*WHAT IS REQUIRED*
The records below hold pictures; please leave those out and retype the rest exactly.

>> Begin

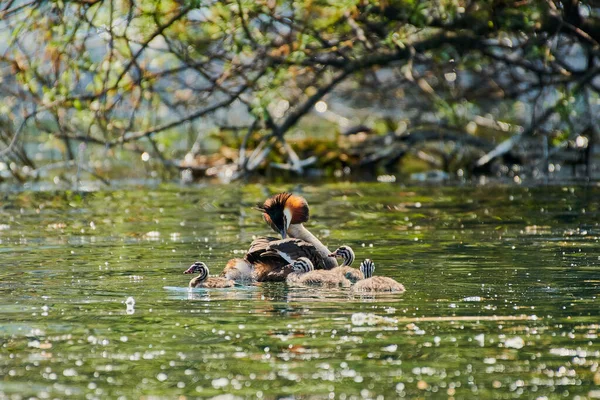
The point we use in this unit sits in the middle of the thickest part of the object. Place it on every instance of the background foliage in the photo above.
(223, 87)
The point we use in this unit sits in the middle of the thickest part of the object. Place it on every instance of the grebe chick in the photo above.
(347, 255)
(375, 283)
(203, 280)
(304, 273)
(285, 213)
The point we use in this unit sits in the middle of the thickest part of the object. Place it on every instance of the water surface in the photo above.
(501, 301)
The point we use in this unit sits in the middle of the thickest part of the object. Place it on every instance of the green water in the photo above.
(501, 302)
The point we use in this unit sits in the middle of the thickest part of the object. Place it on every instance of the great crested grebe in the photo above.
(203, 280)
(375, 283)
(304, 273)
(285, 213)
(269, 259)
(347, 255)
(238, 270)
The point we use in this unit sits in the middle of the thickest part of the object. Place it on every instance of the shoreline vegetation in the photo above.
(259, 90)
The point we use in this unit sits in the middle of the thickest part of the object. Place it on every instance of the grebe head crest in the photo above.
(283, 209)
(346, 253)
(198, 268)
(367, 267)
(302, 265)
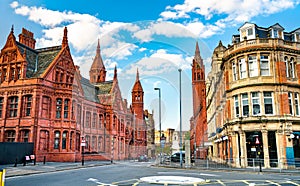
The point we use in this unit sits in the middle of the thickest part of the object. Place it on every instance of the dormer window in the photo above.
(275, 33)
(249, 31)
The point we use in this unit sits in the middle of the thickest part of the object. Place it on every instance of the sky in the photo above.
(157, 37)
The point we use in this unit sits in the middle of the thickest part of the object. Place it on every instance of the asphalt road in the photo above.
(130, 173)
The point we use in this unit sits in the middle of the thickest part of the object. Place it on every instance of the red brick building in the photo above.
(198, 123)
(45, 100)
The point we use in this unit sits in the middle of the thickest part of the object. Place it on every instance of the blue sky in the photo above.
(158, 37)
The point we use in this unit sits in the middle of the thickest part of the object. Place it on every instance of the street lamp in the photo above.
(180, 119)
(159, 96)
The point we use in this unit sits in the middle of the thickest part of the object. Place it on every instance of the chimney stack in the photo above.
(26, 38)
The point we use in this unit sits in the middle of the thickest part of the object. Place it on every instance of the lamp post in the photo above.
(180, 119)
(159, 115)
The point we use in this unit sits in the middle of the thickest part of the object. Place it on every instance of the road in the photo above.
(130, 173)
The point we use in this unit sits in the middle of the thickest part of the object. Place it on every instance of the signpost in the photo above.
(83, 144)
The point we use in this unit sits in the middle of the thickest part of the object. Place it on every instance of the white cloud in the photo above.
(14, 4)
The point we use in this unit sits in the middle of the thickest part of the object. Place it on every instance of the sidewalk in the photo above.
(47, 167)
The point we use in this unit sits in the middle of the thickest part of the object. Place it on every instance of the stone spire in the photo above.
(65, 38)
(97, 70)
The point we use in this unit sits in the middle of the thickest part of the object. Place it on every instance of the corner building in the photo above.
(253, 98)
(44, 100)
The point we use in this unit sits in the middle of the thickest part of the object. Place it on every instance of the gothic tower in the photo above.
(199, 123)
(97, 70)
(138, 98)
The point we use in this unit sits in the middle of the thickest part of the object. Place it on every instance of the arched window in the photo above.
(27, 103)
(12, 106)
(286, 66)
(10, 136)
(56, 139)
(24, 136)
(64, 140)
(58, 107)
(66, 108)
(292, 68)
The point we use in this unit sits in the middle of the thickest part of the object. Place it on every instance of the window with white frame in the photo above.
(255, 103)
(245, 105)
(253, 70)
(286, 61)
(234, 73)
(264, 65)
(292, 68)
(236, 106)
(297, 104)
(268, 102)
(250, 31)
(243, 68)
(290, 103)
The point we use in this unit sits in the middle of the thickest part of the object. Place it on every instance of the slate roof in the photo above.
(38, 60)
(90, 91)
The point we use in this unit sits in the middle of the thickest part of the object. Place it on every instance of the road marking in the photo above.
(292, 183)
(272, 182)
(220, 182)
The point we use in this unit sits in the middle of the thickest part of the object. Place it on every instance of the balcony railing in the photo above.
(263, 42)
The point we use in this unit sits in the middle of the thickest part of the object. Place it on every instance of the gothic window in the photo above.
(10, 136)
(46, 106)
(243, 68)
(245, 105)
(268, 102)
(78, 118)
(44, 140)
(234, 72)
(18, 72)
(297, 104)
(73, 109)
(66, 108)
(264, 65)
(286, 66)
(292, 68)
(87, 142)
(56, 139)
(88, 120)
(4, 74)
(71, 139)
(94, 120)
(99, 143)
(290, 103)
(78, 141)
(12, 106)
(12, 74)
(253, 70)
(255, 103)
(1, 106)
(94, 142)
(58, 107)
(27, 103)
(24, 136)
(64, 140)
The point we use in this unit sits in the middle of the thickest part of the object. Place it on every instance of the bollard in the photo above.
(2, 177)
(16, 162)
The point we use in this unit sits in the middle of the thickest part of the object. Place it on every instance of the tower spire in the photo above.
(115, 73)
(65, 38)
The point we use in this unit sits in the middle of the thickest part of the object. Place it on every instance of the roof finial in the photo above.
(65, 38)
(137, 75)
(115, 73)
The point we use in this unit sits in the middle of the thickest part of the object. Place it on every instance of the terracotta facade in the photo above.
(253, 98)
(45, 100)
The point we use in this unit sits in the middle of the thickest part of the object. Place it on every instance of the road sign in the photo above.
(83, 143)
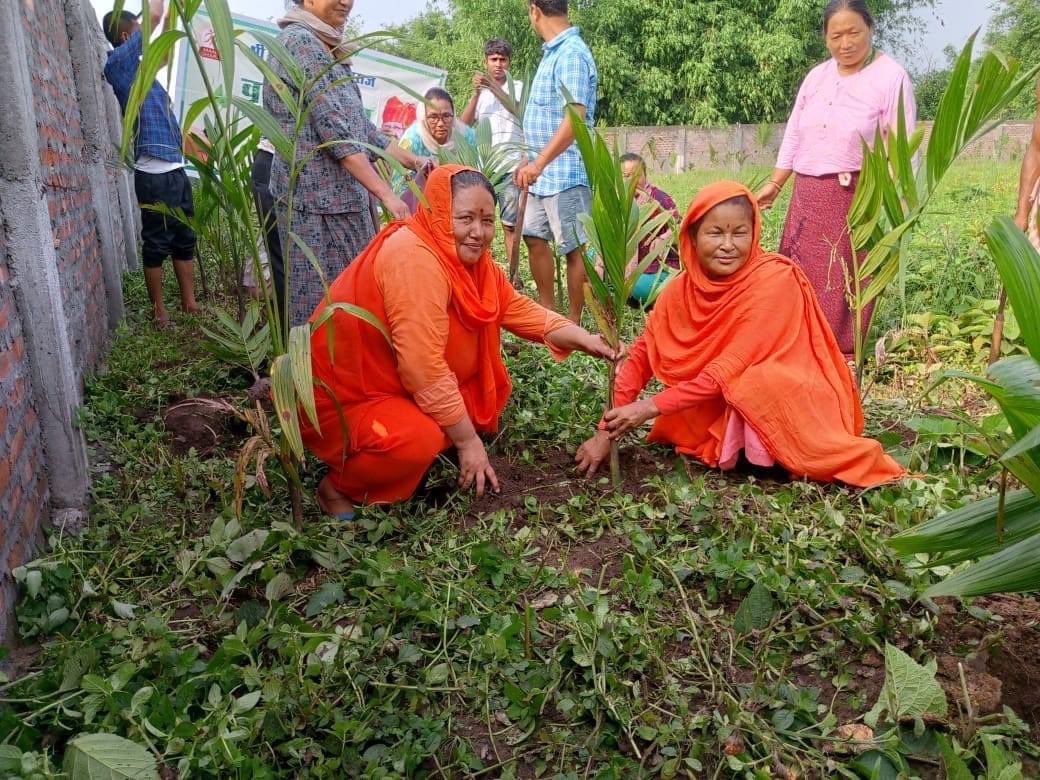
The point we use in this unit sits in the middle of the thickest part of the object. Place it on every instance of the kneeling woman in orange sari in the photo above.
(440, 381)
(747, 358)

>> End

*WORKED SOLUTION*
The point we use in this unit sits in the middle of the thickest part of the object. Place it on every instance of the background foliage in the photo above.
(223, 87)
The point we use in this unit sits in the middle of the thickest part of the object. Place it on every instance of the grebe chick in the photo above.
(347, 255)
(375, 283)
(203, 280)
(304, 273)
(285, 213)
The point we use in this unit sits in the middle of the thickest part of the object. Place it on every instance of the water surface in the photo above.
(501, 301)
The point we use in this unit sits in the middle of the thickest part of the object. Place it on every instance of the green water in the photo above.
(501, 302)
The point we use in this unit sits in the middle of the thickest part of the object. Place it on every instance of the great crested grebe in the photo above.
(203, 280)
(375, 283)
(304, 273)
(285, 213)
(269, 259)
(347, 255)
(238, 270)
The point we use in this unit sits in the middle of the thickest part of the object. Place it on every instance of the shoreline vegetation in the photo above.
(259, 90)
The point we use in this unit sits in the middle of the thickest part of the object. Place it on every instance of the grebe head crest in the photo above.
(283, 209)
(346, 253)
(198, 268)
(367, 267)
(302, 265)
The point we use in this unit sits in the middle of the thickest part of the object. Place it on every instance of the dormer window in the photo above.
(275, 33)
(249, 31)
The point we use in this unit sits in the middle of the thickest part of the object. Place it on every instance of the sky in the photo above.
(157, 37)
The point we use in this unit sits in the middle of the thickest part of the object. Place it on every instance of the asphalt road in the photo above.
(130, 173)
The point we use in this unit sits in the middle of the thickest part of the object. Place it on every instance of the red brick building in the photo above.
(198, 123)
(45, 100)
The point we use in this unit sits in the middle of the thickest part of the object. Place it on every instance of the blue sky in the photo above.
(158, 37)
The point we use in this unit sits in the middle of the thickest part of the object. Place it on every instance of the street lamp in the photo above.
(180, 119)
(159, 96)
The point we use in this unit sits in the middle of the thickest part of the object. Place it on every instance of the chimney stack in the photo above.
(26, 38)
The point we use in this unit sits in the middle of the thickest part of the object. Place it on every instance of the lamp post in the photo above.
(180, 119)
(159, 115)
The point we use in this unit sits in the middle of the thickest part of the object. Place it on every instance of the road in the photo above.
(130, 173)
The point we use in this unit sits in the middle of the thickest part of the object. Place it on every instance of the signpost in the photo above.
(83, 144)
The point we use in this unit sits in the middle of the thickest part of the object. Place it on every instance of the white cloud in the photo above.
(14, 4)
The point we use in this unit sits in the middle of the thickest part of the object. Place it on every instance of the sidewalk in the photo above.
(47, 167)
The point we use in this unit sits in the middle of the thickest part of the object. Place it on every instance of the stone spire in the photo above.
(65, 38)
(97, 70)
The point we use in this unit sits in the middle of the thickest part of the object. Place it on every instance of the corner building in the photo above.
(253, 98)
(44, 100)
The point we use in this unit sits in the middle of the thickest part of the object. Place it on every instance of the gothic tower in the photo above.
(199, 123)
(97, 70)
(138, 98)
The point we use in this unit sits in the middle of the thickest part of the object. Place it on every instance of the arched window in the photo above.
(27, 103)
(12, 106)
(286, 66)
(10, 136)
(56, 139)
(24, 136)
(64, 140)
(58, 107)
(66, 108)
(292, 68)
The point we use in this unit sits in the middle of the thickest part of the object. Place it on every instance of the window with white frame in the photo above.
(255, 103)
(245, 105)
(253, 70)
(286, 61)
(234, 73)
(264, 65)
(292, 68)
(236, 106)
(297, 104)
(268, 102)
(250, 31)
(243, 68)
(290, 103)
The point we use in this unit sits in the middle of the thickest part of the object. Place it on every instance of the slate roof in the photo above.
(38, 60)
(90, 91)
The point we use in this unit sits in the middle of the thickest part of the object. Place it on every instance of the road marking in the photo above.
(292, 183)
(272, 182)
(220, 182)
The point we use in this unit sits in the middle of the thickest part of the object. Place it on every instance of the balcony railing in the photo above.
(263, 42)
The point we use in this unit sits in the middle of the thickest part of the object. Place it on every instance of the gothic window in the photo above.
(10, 136)
(46, 106)
(243, 68)
(245, 105)
(268, 102)
(78, 118)
(44, 140)
(234, 72)
(18, 72)
(297, 104)
(73, 109)
(66, 108)
(264, 65)
(286, 66)
(292, 68)
(87, 142)
(56, 139)
(88, 120)
(4, 74)
(71, 139)
(94, 120)
(99, 143)
(290, 103)
(78, 141)
(12, 106)
(12, 74)
(253, 70)
(255, 103)
(1, 106)
(94, 142)
(58, 107)
(27, 103)
(24, 136)
(64, 140)
The point we use in this unit sits in the middle of the thickest part of the object. Place it on every instance of the bollard in the photo above.
(2, 177)
(16, 162)
The point we use in this unit sits in the middle of the thickest part of the object. Place it on every instance of the tower spire in the photo above.
(115, 73)
(65, 38)
The point we use in this unit sits in the middle of the thickest part of the object. Place it on every instance of the roof finial in the photo above.
(65, 38)
(137, 75)
(115, 73)
The point we use in this unit sits in the middle of the thickest part of the object. Place it on every instance of the terracotta facade in the photo above.
(253, 98)
(45, 100)
The point we use in this unit sits in the middle of the thickest part of the object. Place it on every instance of the road sign in the photo above.
(83, 143)
The point we use in this unit sits in the middle of the thickest part of the object. Place it on every instance of the kneeling woman in orange sari in the photo above.
(440, 381)
(747, 358)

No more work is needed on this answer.